Pointing records →
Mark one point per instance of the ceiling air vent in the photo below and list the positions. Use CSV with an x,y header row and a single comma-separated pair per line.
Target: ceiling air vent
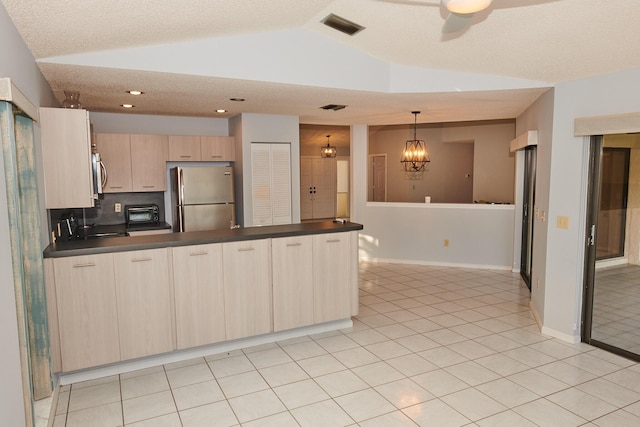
x,y
342,25
334,107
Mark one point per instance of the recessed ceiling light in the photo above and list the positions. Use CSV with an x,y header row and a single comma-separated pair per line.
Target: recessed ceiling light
x,y
334,107
343,25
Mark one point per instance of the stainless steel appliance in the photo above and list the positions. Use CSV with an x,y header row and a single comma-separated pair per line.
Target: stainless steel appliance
x,y
202,198
142,214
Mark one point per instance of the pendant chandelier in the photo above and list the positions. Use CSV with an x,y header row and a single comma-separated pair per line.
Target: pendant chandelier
x,y
329,150
415,156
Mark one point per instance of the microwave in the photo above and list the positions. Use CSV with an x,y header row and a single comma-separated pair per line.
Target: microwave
x,y
142,214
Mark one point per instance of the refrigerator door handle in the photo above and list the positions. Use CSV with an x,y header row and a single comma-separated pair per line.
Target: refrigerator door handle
x,y
180,218
180,187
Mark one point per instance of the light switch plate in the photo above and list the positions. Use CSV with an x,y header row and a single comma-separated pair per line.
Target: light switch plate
x,y
562,222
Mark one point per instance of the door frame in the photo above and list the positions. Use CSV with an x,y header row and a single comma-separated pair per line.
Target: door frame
x,y
370,175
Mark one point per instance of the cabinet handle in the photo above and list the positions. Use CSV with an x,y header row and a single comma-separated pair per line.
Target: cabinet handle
x,y
86,264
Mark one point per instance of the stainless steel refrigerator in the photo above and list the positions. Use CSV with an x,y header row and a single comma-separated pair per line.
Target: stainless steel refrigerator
x,y
202,198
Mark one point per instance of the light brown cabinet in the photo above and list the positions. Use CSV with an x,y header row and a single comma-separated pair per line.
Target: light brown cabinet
x,y
188,148
66,150
184,148
331,277
143,290
293,302
118,306
87,311
247,288
312,279
115,153
199,295
134,163
149,154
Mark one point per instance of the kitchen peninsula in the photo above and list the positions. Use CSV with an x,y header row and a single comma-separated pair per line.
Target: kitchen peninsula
x,y
134,298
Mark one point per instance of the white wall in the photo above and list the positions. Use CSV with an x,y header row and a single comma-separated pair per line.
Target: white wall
x,y
161,125
17,63
603,95
267,128
558,254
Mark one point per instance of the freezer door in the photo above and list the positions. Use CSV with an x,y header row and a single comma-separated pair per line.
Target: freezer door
x,y
207,217
204,185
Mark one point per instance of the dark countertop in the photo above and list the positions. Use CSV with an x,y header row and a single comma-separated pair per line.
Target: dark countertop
x,y
135,243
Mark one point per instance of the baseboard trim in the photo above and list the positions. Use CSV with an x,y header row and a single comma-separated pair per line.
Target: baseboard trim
x,y
191,353
572,339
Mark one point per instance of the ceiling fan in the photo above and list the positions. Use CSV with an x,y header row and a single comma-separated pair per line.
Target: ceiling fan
x,y
461,12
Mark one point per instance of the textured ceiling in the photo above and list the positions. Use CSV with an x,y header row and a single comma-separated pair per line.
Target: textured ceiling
x,y
542,41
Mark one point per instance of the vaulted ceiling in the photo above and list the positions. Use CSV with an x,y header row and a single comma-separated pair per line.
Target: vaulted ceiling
x,y
191,57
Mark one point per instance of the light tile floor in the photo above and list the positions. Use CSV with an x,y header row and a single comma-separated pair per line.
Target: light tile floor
x,y
432,346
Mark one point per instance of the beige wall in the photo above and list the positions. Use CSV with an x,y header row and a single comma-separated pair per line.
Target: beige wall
x,y
479,149
632,238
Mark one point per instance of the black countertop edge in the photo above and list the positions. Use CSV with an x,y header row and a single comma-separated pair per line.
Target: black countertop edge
x,y
155,241
147,227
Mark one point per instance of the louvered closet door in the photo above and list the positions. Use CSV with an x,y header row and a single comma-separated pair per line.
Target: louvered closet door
x,y
281,183
271,183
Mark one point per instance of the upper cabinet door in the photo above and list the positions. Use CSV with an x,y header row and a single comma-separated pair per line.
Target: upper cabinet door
x,y
115,153
184,148
217,148
66,150
149,154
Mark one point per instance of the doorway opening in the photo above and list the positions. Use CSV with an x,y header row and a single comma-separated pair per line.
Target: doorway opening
x,y
529,198
377,178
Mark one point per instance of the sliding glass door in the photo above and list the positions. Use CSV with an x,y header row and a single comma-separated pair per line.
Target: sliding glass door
x,y
611,317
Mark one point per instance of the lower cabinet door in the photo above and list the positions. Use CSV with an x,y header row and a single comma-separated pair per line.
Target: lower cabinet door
x,y
199,295
332,276
247,288
292,282
87,313
144,302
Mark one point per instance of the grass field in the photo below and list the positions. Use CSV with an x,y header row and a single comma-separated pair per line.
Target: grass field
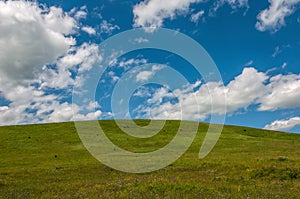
x,y
49,161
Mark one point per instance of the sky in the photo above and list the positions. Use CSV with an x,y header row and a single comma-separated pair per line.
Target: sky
x,y
48,49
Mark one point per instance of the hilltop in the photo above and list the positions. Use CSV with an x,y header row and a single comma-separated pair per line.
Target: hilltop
x,y
49,161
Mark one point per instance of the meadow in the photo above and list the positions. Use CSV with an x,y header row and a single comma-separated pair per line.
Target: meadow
x,y
50,161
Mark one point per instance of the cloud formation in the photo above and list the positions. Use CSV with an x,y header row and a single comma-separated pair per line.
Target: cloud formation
x,y
37,55
282,125
273,18
150,14
251,87
30,37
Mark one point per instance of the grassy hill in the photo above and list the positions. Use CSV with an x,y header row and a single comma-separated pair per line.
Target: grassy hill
x,y
49,161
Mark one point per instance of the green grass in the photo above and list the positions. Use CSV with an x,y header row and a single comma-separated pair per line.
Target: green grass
x,y
49,161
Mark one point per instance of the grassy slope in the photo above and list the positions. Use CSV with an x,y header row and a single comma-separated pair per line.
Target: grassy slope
x,y
49,161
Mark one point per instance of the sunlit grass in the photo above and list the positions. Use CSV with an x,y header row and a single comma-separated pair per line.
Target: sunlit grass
x,y
49,161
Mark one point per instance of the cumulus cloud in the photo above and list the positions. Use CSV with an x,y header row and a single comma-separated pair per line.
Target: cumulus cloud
x,y
150,14
195,17
251,87
108,28
234,4
282,125
283,93
144,76
89,30
273,18
31,36
37,55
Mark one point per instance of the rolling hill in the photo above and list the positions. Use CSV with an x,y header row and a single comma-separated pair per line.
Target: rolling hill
x,y
50,161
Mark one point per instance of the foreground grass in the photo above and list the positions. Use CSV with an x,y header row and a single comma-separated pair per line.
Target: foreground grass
x,y
49,161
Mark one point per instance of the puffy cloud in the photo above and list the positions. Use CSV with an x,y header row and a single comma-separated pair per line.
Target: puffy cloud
x,y
282,125
37,52
144,76
234,4
195,17
108,28
273,18
30,37
283,93
79,59
150,14
241,92
89,30
249,88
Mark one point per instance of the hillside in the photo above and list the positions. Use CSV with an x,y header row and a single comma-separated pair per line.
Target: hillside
x,y
49,161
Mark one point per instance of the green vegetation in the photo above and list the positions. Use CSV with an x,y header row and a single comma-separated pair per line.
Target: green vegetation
x,y
49,161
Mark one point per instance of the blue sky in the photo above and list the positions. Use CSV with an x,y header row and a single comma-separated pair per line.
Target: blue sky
x,y
47,46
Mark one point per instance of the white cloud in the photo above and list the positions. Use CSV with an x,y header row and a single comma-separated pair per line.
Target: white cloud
x,y
30,37
140,40
276,51
283,93
283,65
249,63
144,76
77,59
245,89
108,28
150,14
273,18
89,30
37,53
249,88
195,17
234,4
241,92
282,125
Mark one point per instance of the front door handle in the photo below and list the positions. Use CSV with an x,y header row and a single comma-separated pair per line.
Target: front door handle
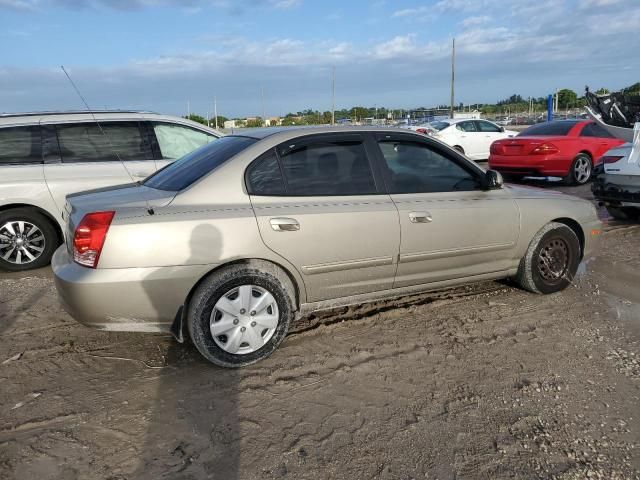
x,y
284,224
420,217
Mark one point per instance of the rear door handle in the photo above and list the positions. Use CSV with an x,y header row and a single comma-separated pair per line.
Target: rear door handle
x,y
420,217
284,224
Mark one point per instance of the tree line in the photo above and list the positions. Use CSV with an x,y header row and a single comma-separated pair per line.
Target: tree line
x,y
567,99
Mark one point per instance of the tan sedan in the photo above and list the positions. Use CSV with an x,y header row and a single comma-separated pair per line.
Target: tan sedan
x,y
231,243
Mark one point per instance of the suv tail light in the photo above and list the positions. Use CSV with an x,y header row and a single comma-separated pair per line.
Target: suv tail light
x,y
545,149
496,148
611,158
89,236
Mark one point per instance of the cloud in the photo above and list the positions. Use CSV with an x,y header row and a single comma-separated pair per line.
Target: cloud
x,y
474,21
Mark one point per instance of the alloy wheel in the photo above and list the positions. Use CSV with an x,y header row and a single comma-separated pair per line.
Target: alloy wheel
x,y
244,319
21,242
582,170
553,260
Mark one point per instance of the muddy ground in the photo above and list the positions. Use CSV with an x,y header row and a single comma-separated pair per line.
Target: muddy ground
x,y
479,382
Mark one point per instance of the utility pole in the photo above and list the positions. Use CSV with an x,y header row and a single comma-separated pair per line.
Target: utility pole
x,y
264,117
333,96
453,74
215,111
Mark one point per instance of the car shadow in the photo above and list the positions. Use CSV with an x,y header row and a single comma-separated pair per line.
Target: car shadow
x,y
193,427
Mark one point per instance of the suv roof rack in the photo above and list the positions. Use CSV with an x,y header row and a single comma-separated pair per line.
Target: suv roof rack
x,y
70,112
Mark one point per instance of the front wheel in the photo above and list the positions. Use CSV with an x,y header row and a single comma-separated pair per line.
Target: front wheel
x,y
27,240
238,316
551,261
580,170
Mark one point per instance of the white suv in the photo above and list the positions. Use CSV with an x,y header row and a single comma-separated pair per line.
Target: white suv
x,y
46,156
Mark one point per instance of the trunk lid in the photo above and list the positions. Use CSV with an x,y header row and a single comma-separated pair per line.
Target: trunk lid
x,y
129,198
518,146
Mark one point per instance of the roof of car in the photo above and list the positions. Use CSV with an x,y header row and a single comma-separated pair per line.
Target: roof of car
x,y
35,118
293,132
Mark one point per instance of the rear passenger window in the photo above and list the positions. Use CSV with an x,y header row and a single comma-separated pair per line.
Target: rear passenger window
x,y
19,145
176,141
109,141
264,176
594,130
327,168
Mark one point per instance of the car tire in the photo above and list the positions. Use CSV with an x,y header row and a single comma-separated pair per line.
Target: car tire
x,y
580,171
39,239
551,261
624,213
213,303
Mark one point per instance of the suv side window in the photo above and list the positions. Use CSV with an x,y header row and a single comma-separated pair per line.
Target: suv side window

EXERCISE DESCRIPTION → Would you give again, word for word, every line from the one with "Mark one point per instance of the rear passenger" through the final line of the listing above?

FULL SOLUTION →
Mark one point per instance of the rear passenger window in the photo above and list the positions. Use CSV with an x,y header row and a single comma-separated pair per line.
Target: rear passenger window
x,y
19,145
176,141
109,141
264,176
594,130
327,168
Mark one point per instance of the car tire in the photo above and list the positions. Use CSV with an x,y header row and a single comma-separated pair per line.
Target: car tire
x,y
580,171
39,239
551,261
624,213
213,303
Mark one point per instance of the suv side window in the photo above and list the positions. Use CSV with an x,y header row and a single comma-separated pair per line.
Target: suv side window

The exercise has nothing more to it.